*Natural-language object grounding data:*

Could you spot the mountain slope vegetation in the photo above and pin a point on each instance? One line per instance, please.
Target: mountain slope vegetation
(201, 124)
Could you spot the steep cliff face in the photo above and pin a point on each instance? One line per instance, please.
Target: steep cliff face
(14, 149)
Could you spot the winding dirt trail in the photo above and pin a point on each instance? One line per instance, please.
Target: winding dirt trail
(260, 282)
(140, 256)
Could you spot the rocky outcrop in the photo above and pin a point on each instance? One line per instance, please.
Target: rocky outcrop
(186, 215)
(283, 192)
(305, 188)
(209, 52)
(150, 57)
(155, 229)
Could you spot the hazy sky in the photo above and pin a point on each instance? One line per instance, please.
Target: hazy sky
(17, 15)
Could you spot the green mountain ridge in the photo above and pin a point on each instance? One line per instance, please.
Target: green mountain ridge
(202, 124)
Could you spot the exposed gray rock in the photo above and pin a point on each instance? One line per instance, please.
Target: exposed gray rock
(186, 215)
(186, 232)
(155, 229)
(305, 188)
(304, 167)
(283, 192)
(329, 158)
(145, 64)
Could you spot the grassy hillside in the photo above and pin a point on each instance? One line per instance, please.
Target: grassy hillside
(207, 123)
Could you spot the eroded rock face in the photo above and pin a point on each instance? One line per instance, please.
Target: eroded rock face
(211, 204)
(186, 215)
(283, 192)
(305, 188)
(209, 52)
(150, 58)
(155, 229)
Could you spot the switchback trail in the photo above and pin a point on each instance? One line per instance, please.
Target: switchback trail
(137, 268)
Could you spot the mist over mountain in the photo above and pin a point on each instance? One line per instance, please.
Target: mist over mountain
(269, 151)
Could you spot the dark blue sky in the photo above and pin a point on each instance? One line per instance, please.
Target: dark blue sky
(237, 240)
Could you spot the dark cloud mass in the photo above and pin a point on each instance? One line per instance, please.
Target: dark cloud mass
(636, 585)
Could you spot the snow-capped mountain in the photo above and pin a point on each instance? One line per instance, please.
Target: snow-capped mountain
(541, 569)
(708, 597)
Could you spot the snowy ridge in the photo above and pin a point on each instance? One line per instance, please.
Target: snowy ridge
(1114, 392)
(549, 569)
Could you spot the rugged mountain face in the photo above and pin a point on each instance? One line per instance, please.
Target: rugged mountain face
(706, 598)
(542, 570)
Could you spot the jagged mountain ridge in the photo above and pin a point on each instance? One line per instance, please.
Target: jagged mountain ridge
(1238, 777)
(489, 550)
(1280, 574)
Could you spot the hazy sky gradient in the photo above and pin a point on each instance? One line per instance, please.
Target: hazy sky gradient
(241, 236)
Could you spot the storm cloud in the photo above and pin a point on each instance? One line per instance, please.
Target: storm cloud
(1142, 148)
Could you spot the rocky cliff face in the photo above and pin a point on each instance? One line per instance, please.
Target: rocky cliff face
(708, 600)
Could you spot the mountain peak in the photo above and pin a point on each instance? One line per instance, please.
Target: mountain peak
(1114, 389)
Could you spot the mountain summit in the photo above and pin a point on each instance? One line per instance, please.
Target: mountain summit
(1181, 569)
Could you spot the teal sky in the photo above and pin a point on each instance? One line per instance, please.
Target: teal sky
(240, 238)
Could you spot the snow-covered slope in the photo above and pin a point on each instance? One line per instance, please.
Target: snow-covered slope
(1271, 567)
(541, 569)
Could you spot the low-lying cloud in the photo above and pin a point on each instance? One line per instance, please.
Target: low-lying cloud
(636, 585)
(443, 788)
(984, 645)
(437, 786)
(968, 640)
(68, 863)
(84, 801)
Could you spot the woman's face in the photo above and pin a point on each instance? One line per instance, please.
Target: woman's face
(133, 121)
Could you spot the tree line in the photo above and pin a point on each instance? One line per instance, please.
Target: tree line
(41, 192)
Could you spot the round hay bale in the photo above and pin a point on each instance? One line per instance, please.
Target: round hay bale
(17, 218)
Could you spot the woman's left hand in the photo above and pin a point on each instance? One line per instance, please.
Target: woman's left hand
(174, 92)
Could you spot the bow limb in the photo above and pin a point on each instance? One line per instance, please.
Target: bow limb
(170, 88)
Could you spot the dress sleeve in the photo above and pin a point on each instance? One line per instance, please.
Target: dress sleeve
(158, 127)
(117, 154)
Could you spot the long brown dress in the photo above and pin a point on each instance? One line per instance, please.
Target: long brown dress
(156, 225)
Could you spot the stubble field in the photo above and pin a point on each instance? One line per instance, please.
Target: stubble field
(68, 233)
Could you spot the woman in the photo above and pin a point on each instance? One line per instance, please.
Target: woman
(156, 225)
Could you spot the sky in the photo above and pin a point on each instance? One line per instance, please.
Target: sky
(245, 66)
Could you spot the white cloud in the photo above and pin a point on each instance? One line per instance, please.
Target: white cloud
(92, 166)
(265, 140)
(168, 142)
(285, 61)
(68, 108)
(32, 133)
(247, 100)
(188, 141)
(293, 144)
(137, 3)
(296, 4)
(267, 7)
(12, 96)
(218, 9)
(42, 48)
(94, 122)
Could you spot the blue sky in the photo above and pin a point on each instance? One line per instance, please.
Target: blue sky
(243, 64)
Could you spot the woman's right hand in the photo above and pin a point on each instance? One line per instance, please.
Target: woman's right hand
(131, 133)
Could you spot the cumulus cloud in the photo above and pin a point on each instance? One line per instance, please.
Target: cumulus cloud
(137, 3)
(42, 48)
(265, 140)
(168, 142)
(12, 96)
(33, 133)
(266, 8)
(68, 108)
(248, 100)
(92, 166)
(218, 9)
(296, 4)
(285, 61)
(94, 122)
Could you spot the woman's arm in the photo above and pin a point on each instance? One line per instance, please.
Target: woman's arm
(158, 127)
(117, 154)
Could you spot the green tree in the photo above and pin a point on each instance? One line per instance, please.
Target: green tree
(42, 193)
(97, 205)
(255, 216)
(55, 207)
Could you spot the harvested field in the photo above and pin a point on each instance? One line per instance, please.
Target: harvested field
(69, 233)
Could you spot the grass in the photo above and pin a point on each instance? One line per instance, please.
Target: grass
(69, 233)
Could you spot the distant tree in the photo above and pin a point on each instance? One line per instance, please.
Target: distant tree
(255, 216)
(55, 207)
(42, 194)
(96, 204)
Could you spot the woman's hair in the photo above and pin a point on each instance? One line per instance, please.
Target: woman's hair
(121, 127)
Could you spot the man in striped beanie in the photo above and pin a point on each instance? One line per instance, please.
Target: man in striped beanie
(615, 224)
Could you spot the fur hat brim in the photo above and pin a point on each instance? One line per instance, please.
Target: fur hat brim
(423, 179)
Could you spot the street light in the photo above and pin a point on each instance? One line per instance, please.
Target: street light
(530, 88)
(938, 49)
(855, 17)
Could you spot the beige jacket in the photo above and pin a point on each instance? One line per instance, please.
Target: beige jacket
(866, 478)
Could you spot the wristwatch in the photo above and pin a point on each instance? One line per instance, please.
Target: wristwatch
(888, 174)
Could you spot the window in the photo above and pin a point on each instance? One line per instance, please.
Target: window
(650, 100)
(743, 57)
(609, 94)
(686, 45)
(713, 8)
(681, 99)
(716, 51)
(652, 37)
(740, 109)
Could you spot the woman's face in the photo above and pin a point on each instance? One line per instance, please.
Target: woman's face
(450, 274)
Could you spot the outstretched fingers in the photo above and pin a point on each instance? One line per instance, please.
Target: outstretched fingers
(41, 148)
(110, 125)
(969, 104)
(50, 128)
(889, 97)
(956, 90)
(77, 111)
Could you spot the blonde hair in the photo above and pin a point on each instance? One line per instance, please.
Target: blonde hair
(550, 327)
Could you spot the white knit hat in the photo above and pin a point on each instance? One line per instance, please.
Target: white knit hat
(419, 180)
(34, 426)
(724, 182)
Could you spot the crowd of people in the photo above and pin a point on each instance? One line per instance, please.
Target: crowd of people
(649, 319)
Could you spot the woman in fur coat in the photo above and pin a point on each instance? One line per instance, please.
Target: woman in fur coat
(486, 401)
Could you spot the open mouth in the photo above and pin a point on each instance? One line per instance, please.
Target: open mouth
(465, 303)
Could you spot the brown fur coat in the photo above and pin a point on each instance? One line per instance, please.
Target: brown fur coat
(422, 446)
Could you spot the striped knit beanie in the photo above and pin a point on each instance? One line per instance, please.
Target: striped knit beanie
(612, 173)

*Requirement:* Take the lines from the top of the data through the one that contains "Could you spot the steep" and copy them exactly, leaving out every line after it.

*The completed task:*
Could you spot the mountain slope vegetation in the photo above and pin a point on each instance? One line per instance, please.
Target: mountain slope vegetation
(201, 124)
Could you spot the steep cliff face in the photo above and pin a point on each instance? One line per instance, please.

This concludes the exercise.